■ TASK DIRECTIONS:
Repeat all of the data exactly. Leave nothing out.
##### DATA FOR THIS TASK
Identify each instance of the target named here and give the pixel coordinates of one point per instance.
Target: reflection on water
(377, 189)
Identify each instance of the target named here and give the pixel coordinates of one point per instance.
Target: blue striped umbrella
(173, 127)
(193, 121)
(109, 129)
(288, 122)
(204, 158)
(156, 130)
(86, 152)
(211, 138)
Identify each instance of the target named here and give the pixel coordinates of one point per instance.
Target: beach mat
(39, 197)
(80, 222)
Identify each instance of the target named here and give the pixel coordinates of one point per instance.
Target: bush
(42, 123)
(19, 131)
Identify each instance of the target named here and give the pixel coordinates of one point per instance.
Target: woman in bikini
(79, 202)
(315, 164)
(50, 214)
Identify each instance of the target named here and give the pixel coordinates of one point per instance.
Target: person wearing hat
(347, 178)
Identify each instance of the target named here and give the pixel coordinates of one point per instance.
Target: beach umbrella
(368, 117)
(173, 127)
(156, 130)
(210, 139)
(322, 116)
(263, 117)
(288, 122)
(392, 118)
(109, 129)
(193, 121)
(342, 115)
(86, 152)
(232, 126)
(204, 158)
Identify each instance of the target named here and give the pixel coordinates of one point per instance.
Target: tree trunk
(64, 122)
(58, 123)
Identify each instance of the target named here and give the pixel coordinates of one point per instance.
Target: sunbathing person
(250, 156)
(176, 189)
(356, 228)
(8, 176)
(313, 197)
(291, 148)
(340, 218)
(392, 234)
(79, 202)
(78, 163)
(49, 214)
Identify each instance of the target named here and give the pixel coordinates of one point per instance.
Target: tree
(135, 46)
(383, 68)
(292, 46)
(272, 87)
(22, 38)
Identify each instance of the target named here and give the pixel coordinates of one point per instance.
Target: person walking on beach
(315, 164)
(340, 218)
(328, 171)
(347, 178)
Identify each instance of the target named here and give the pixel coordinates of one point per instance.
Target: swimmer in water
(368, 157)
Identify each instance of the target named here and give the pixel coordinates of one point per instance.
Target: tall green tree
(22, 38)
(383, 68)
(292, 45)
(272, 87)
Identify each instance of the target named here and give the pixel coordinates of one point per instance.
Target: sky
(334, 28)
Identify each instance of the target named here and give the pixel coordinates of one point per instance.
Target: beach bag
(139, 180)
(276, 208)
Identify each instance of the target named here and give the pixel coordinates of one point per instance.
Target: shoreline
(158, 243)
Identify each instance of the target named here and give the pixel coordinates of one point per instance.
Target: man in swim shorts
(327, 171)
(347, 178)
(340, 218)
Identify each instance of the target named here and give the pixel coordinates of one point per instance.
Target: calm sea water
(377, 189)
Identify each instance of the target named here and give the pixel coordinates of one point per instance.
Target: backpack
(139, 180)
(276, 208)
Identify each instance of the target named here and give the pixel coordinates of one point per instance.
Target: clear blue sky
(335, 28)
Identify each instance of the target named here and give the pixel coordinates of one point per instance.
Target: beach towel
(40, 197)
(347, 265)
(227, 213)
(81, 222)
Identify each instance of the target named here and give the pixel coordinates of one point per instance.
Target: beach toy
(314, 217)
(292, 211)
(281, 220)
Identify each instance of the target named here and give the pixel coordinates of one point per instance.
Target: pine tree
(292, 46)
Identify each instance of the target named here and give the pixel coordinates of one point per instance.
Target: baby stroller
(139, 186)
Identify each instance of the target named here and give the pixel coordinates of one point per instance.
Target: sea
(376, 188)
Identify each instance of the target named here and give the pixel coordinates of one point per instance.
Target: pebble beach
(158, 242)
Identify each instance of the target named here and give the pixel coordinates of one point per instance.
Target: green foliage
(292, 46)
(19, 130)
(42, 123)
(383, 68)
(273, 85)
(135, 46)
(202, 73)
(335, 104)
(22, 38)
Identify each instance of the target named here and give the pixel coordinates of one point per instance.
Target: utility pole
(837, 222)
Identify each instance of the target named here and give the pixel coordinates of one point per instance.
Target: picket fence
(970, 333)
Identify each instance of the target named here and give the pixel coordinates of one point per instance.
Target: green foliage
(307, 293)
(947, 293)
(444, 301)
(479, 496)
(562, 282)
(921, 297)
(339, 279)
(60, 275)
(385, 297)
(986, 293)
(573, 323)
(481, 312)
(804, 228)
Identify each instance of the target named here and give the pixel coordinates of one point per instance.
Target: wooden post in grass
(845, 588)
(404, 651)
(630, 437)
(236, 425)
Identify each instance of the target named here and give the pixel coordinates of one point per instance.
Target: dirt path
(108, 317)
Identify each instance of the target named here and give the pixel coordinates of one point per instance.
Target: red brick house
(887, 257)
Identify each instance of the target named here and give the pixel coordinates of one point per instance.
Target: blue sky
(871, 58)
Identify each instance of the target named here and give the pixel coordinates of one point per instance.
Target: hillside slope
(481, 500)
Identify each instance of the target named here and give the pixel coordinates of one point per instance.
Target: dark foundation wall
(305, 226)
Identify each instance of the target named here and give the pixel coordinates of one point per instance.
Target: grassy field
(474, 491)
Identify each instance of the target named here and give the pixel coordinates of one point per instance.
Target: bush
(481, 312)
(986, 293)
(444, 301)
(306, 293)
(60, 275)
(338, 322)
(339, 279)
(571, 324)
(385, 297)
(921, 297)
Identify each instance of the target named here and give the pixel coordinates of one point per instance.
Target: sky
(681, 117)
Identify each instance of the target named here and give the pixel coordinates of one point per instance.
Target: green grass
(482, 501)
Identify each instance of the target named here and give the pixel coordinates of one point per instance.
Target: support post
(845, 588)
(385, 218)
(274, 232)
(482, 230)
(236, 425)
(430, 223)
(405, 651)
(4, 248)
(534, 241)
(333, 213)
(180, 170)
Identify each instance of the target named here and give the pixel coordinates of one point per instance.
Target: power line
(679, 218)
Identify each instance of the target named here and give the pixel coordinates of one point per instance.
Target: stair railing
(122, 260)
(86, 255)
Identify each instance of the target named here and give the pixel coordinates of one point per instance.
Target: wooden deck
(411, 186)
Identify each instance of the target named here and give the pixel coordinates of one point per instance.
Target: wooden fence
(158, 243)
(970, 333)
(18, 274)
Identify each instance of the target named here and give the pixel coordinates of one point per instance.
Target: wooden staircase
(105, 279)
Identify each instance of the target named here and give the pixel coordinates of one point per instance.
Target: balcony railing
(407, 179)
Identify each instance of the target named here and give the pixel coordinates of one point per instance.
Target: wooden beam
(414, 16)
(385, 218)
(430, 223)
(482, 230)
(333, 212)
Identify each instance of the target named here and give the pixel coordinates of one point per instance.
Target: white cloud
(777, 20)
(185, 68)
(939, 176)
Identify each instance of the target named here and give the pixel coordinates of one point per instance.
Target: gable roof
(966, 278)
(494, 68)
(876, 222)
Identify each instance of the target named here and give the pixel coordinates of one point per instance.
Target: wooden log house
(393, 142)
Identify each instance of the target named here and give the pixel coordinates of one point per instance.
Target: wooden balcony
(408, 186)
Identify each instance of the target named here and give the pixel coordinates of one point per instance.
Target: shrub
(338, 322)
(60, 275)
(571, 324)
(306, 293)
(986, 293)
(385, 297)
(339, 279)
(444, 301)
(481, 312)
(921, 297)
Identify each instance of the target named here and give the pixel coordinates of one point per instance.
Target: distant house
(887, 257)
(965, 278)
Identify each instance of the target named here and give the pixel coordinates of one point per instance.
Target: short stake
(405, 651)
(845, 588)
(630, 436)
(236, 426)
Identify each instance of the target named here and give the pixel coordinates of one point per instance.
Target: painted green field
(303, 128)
##########
■ YOUR RESPONSE:
Identify each instance of the target named here and give the pixel coordinates of one point per instance.
Target: reflection on water
(377, 189)
Identify each instance of the target named here and give the pixel coordinates of one point per instance.
Target: blue striped umbrella
(173, 127)
(193, 121)
(109, 129)
(288, 122)
(204, 158)
(156, 130)
(86, 152)
(211, 138)
Identify each instance of the target named here and give the pixel coordinates of one point per instance.
Target: beach mat
(39, 197)
(80, 222)
Identify each instance of the target named here and give the pixel coordinates of one point per instance.
Target: bush
(42, 123)
(19, 131)
Identify each instance of the target named here and give the pixel coordinates of one point per instance.
Target: woman in bikini
(79, 202)
(315, 164)
(50, 214)
Identify each instance of the target named here and give the pixel coordinates of one point per instance.
Target: person wearing hat
(347, 178)
Identify each instance of the target named here and give the pixel coordinates of one point per instance.
Target: beach umbrella
(368, 117)
(173, 127)
(156, 130)
(210, 139)
(322, 116)
(263, 117)
(288, 122)
(392, 118)
(109, 129)
(193, 121)
(342, 115)
(86, 152)
(232, 126)
(204, 158)
Identify each instance of the target named here and give the pixel coordinates of one point per instance.
Target: tree trunk
(64, 122)
(58, 123)
Identify each instance of the target named here and give the pixel coordinates of one point per instance.
Target: sunbathing person
(250, 156)
(176, 189)
(356, 228)
(8, 176)
(313, 197)
(291, 148)
(340, 218)
(392, 234)
(79, 202)
(78, 163)
(49, 214)
Identify each instance of the target named here and give the pixel coordinates of one point per instance.
Target: tree
(135, 46)
(383, 68)
(292, 46)
(272, 87)
(22, 38)
Identify each instance of the target named here and give the pixel coordinates of one point per instance.
Target: person walking on beach
(315, 164)
(340, 218)
(328, 171)
(347, 178)
Identify each instance of the target named here and give the pixel coordinates of one point per instance.
Target: swimmer in water
(368, 157)
Identify each instance of the target named here and give the pixel coordinates of one point per instance.
Target: tall green tree
(22, 38)
(383, 68)
(292, 45)
(272, 87)
Identify each instance of the target named here and give the pixel coordinates of one point per instance.
Target: sky
(334, 28)
Identify each instance of the target named here and give the pixel coordinates of one point per instance.
Target: beach bag
(139, 180)
(276, 208)
Identify each instance of the target named here and give the pixel coordinates of one point per instance.
Target: shoreline
(158, 243)
Identify each instance of the target named here and give the pixel coordinates of one point per instance.
Target: man in swim shorts
(327, 171)
(347, 178)
(340, 218)
Identify each instance of the target named here and give the pixel coordinates of one point per instance.
Target: calm sea water
(377, 189)
Identify each instance of the target named here and give the pixel coordinates of one point per instance.
Target: backpack
(139, 180)
(276, 208)
Identify each instance of the target named here and give the pixel coordinates of one point per instance.
Target: clear blue sky
(335, 28)
Identify each instance of the target named here and give the pixel coordinates of one point per instance.
Target: beach towel
(40, 197)
(347, 265)
(227, 213)
(81, 222)
Identify each instance of the target named here and give the pixel coordinates of one point per instance.
Target: beach toy
(314, 217)
(292, 211)
(281, 220)
Identify each instance of the target named here and give the pixel coordinates of one point per instance.
Target: pine tree
(292, 46)
Identify each instance of the target named here and give the pixel coordinates of one point per instance.
Target: baby stroller
(139, 186)
Identify each instance of the target named here and give the pixel coordinates of one point per instance.
Target: sea
(376, 188)
Identify each instance of the target named here and give the pixel coordinates of one point per instance.
Target: pebble beach
(158, 242)
Identify each instance of the target named here and give the pixel coordinates of one point per instance.
Target: green foliage
(292, 46)
(19, 130)
(42, 123)
(383, 68)
(273, 85)
(135, 46)
(202, 73)
(335, 104)
(22, 38)
Identify each instance of the target named here and give the pixel coordinates of one point per instance.
Target: utility pole
(837, 222)
Identify each instance of the target named here and give the pixel coordinates of one point per instance.
Target: picket fence
(970, 333)
Identify each instance of the target named here and give the pixel coordinates of one point per instance.
Target: green foliage
(307, 293)
(947, 293)
(444, 301)
(479, 496)
(562, 282)
(921, 297)
(339, 279)
(60, 275)
(385, 297)
(986, 293)
(573, 323)
(481, 312)
(804, 228)
Identify each instance of the target named here and give the pixel coordinates of one point per instance.
Target: wooden post in grass
(845, 588)
(404, 651)
(630, 437)
(236, 425)
Identify each instance of the target named here and give the pixel coordinates of one point per instance.
Target: dirt path
(108, 317)
Identify each instance of the target named here and give the pixel coordinates of one point per instance.
Target: red brick house
(887, 257)
Identify each instance of the target named here and give the pixel coordinates of one point per instance.
Target: blue sky
(871, 58)
Identify each instance of the target named here and give the pixel coordinates of one point per instance.
Target: hillside slope
(481, 500)
Identify each instance of the target named here and give the pixel coordinates of one point per instance.
Target: dark foundation wall
(305, 226)
Identify each instance of the target named here and give the pixel coordinates of one point per instance.
Target: grassy field
(474, 491)
Identify each instance of the target named here and give the pixel coordinates of one point per instance.
Target: bush
(481, 312)
(986, 293)
(444, 301)
(306, 293)
(60, 275)
(338, 322)
(339, 279)
(571, 324)
(385, 297)
(921, 297)
Identify each instance of the target named here and give the pixel coordinates of one point per instance.
Target: sky
(681, 117)
Identify each instance of the target named here and give the pixel coordinates of one point per instance.
Target: green grass
(482, 501)
Identify each instance of the target named here and give the pixel coordinates of one point per instance.
Target: support post
(845, 588)
(385, 218)
(274, 232)
(482, 230)
(236, 425)
(430, 223)
(405, 651)
(4, 248)
(534, 241)
(333, 213)
(180, 170)
Identify each instance of the target named here and give the pixel coordinates of one point per instance.
Target: power line
(679, 218)
Identify each instance of the target named here and give the pixel coordinates of one point per instance.
Target: stair railing
(122, 260)
(86, 255)
Identify each instance of the target named here and give the pixel coordinates of one point per instance.
Target: wooden deck
(411, 186)
Identify each instance of the target named here and give the pixel coordinates of one point per instance.
Target: wooden fence
(158, 243)
(970, 333)
(18, 274)
Identify each instance of the target named here and give the pixel coordinates of one point per instance.
Target: wooden staircase
(105, 279)
Identify each instance of the target named here and give the pixel coordinates of one point per instance.
Target: balcony railing
(407, 179)
Identify each instance of the target named here and give the pixel coordinates of one point per instance.
Target: wooden beam
(414, 16)
(385, 218)
(430, 223)
(482, 230)
(333, 212)
Identify each instance of the target named here and give the pixel coordinates of one point per instance.
Target: white cloud
(777, 20)
(185, 68)
(939, 176)
Identify each instance of the target named here and give the pixel coordinates of one point per instance.
Target: gable roof
(966, 278)
(494, 68)
(876, 222)
Identify each instance of the target named here and give the pixel coordinates of one point per instance.
Target: wooden log house
(393, 142)
Identify each instance of the target named here and give the pixel coordinates of one point per instance.
Target: wooden balcony
(408, 186)
Identify each instance of the target named here and give the pixel coordinates of one point per instance.
Target: shrub
(338, 322)
(60, 275)
(571, 324)
(306, 293)
(986, 293)
(385, 297)
(339, 279)
(444, 301)
(481, 312)
(921, 297)
Identify each instance of the target named here and give the pixel coordinates of one point per instance.
Target: distant house
(887, 257)
(965, 278)
Identify each instance of the target named here and give the pixel coordinates of one point per instance.
Target: short stake
(405, 651)
(845, 588)
(630, 436)
(236, 426)
Identify each instance of the target named here and give the pixel coordinates of one point per instance.
Target: painted green field
(303, 128)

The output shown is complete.